Lay out the stretch of data below that opens with the line containing "the bus license" and closes with the line containing "x=176, y=122", both included, as a Markdown table with the columns Row and Line. Number each line in the Row column and leave out any blank lines.

(A block of data)
^^^^

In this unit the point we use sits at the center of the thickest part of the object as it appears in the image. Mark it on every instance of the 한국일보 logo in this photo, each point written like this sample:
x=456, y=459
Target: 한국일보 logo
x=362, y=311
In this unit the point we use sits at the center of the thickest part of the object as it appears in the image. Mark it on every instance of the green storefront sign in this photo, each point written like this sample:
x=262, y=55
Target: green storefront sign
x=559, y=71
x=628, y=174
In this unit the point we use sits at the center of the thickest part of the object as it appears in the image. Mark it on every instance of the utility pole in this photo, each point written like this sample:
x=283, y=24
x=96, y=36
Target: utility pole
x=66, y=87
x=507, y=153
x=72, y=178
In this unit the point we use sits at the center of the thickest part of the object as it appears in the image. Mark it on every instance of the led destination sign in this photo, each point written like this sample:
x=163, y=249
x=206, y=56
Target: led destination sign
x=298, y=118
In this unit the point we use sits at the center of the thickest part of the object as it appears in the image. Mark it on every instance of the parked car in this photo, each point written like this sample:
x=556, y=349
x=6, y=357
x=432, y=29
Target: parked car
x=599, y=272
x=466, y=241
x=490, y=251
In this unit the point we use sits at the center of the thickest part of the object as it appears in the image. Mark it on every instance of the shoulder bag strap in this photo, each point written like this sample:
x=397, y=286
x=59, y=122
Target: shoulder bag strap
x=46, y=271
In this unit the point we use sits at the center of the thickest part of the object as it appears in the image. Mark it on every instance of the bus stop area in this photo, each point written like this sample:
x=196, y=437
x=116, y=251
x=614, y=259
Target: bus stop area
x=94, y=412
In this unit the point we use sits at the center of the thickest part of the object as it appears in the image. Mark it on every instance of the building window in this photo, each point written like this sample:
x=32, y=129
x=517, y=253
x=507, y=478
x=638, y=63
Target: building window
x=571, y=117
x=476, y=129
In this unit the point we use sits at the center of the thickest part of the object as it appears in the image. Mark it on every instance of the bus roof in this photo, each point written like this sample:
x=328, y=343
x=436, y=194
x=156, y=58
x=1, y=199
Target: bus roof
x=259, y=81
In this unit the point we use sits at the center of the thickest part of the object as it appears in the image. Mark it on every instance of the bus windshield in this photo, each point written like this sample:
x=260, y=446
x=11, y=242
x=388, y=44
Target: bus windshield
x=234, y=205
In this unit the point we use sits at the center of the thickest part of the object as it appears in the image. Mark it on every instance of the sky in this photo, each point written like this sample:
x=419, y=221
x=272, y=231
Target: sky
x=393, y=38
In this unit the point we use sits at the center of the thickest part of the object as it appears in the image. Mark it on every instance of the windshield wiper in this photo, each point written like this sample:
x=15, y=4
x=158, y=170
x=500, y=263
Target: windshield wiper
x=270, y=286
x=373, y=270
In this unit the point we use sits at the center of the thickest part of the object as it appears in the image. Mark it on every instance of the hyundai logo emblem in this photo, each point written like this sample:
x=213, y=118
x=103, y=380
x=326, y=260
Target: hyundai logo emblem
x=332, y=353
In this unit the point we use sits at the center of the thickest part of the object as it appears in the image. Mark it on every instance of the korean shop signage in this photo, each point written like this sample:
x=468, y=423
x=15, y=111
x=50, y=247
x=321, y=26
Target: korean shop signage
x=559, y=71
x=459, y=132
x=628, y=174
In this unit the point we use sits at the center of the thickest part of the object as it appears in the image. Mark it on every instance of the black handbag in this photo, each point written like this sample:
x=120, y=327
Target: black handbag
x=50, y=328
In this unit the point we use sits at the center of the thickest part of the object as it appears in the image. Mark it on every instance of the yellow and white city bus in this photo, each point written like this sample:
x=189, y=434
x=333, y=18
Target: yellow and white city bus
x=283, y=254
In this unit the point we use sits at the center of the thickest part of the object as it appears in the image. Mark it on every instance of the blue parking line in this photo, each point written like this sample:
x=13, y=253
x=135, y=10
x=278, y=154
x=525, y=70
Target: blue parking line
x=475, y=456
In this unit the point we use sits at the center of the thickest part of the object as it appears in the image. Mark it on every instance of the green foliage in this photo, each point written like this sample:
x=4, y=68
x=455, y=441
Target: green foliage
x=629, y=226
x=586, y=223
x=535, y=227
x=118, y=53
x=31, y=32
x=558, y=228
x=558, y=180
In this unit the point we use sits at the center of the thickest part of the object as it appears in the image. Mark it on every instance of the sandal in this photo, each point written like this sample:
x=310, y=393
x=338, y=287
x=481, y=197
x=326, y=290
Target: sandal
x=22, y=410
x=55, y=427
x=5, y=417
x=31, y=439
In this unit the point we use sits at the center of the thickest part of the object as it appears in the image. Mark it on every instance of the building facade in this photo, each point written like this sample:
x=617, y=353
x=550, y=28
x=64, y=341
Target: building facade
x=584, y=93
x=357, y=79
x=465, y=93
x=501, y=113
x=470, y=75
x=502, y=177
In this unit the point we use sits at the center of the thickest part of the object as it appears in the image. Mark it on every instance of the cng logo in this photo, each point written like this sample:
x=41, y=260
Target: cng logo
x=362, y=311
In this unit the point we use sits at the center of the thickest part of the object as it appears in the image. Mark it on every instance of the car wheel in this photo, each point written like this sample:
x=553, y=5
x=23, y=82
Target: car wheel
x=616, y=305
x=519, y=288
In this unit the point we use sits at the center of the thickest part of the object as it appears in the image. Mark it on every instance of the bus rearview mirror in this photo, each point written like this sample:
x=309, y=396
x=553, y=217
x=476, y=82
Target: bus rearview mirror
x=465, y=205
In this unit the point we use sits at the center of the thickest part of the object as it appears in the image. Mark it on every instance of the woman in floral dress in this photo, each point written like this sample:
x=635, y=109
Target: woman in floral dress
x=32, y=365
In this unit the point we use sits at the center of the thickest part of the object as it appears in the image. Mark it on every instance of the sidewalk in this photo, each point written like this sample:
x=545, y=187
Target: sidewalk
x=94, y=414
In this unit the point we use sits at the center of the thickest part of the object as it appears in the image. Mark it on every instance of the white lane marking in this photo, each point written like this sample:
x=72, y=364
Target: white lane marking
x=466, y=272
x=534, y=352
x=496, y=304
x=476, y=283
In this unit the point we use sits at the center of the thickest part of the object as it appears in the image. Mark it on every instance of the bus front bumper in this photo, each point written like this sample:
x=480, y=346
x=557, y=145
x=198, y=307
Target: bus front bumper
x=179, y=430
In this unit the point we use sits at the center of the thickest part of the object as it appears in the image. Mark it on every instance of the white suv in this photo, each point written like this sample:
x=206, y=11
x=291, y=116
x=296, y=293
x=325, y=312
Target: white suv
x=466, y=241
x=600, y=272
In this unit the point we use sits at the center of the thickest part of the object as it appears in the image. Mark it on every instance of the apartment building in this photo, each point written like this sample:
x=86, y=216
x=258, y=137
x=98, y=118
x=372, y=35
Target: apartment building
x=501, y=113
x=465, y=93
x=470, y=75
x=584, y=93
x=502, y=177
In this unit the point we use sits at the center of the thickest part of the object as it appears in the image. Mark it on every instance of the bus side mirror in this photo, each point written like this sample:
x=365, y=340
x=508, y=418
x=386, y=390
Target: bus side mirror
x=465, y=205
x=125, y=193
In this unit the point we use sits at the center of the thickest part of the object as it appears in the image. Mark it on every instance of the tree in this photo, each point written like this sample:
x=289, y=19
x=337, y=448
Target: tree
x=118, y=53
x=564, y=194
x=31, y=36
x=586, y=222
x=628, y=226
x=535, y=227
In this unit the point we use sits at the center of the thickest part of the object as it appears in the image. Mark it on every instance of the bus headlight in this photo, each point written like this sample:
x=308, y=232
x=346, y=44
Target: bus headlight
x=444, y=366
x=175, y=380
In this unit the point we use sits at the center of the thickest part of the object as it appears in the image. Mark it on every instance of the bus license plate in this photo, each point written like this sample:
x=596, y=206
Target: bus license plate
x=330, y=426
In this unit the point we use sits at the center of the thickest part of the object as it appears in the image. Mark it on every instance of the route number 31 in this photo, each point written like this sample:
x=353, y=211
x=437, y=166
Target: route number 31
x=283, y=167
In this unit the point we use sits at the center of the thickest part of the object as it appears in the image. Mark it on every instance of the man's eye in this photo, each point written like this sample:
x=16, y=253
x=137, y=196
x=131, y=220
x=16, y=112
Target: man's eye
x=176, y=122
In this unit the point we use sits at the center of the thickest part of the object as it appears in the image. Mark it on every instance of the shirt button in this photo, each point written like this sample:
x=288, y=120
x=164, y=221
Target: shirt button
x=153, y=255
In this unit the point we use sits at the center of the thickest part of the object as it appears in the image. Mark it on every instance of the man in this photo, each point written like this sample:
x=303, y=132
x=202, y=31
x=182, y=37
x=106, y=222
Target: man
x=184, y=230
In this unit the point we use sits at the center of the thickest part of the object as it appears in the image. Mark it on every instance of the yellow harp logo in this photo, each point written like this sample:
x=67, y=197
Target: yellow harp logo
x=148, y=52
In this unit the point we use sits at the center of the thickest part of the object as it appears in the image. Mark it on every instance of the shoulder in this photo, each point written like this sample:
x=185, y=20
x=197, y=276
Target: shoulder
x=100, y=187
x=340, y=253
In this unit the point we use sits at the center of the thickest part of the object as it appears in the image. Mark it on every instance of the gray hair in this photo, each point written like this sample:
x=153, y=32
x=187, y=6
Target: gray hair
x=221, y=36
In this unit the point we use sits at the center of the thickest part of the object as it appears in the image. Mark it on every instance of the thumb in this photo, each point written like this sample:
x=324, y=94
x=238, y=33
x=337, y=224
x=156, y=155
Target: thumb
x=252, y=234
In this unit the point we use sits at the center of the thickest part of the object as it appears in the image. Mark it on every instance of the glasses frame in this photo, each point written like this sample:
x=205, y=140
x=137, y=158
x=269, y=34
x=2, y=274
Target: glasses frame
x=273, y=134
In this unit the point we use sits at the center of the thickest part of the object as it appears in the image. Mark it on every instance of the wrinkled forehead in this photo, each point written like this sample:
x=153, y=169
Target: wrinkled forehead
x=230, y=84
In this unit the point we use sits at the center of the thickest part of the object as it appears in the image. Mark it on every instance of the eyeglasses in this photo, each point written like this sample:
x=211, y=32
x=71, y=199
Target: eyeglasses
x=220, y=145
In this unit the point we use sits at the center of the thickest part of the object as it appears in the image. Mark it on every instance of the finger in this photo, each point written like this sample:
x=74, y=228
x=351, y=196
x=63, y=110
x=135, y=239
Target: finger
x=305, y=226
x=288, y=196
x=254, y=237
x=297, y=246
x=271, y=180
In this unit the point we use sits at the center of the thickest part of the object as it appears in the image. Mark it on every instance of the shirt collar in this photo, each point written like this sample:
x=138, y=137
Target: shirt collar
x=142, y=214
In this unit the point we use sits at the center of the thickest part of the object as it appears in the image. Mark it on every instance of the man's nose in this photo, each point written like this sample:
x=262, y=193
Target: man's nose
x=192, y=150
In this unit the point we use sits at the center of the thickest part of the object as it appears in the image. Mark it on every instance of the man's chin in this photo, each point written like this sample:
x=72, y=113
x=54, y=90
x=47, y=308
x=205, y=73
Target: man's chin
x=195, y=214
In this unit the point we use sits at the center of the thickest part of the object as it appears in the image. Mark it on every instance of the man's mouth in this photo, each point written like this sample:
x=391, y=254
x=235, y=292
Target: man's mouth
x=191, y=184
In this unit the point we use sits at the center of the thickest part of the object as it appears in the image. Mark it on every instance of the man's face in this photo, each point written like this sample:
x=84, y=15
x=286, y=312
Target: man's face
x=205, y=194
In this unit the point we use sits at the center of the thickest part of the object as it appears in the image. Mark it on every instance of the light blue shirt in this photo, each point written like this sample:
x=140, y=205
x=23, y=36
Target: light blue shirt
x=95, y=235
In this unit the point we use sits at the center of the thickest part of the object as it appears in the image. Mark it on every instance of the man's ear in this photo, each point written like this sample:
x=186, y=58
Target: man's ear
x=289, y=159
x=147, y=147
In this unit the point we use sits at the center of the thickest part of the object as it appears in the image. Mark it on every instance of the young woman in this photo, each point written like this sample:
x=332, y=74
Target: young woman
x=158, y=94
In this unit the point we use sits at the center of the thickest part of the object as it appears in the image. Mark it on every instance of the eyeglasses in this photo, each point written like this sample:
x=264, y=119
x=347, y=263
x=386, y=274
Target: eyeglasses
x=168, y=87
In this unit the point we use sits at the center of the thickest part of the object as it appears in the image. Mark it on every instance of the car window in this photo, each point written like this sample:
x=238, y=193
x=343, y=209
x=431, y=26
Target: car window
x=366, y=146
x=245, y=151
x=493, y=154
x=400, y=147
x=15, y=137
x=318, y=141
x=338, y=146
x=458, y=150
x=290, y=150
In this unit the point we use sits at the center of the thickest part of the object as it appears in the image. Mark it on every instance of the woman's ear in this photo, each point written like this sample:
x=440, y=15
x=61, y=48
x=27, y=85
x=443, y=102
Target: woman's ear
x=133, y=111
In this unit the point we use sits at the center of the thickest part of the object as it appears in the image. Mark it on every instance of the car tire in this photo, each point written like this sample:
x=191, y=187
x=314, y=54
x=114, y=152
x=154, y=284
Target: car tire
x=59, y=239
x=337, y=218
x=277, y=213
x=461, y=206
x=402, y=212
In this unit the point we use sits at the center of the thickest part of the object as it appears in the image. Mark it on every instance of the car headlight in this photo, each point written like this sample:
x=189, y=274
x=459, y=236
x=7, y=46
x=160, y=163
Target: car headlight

^^^^

■ **Expected output**:
| Row | Line |
|---|---|
| 1 | In this unit the point we use sits at the center of the thickest part of the object as it appears in the image. Mark it on every instance of the bus license plate in this photo, each point written like this sample: |
| 2 | x=596, y=206 |
| 3 | Target: bus license plate |
| 4 | x=330, y=426 |
| 5 | In this unit the point we use sits at the center of the thickest part of the object as it appears in the image. Mark it on every instance of the route number 31 in this photo, each point written like this sample: |
| 6 | x=353, y=211 |
| 7 | x=437, y=166 |
| 8 | Target: route number 31 |
| 9 | x=283, y=167 |
| 10 | In this unit the point we use sits at the center of the thickest part of the object as it appears in the image. Mark it on every instance of the man's eye in this photo, each point written like this sample: |
| 11 | x=16, y=253 |
| 12 | x=137, y=196 |
| 13 | x=131, y=220 |
| 14 | x=16, y=112 |
| 15 | Target: man's eye |
| 16 | x=176, y=122 |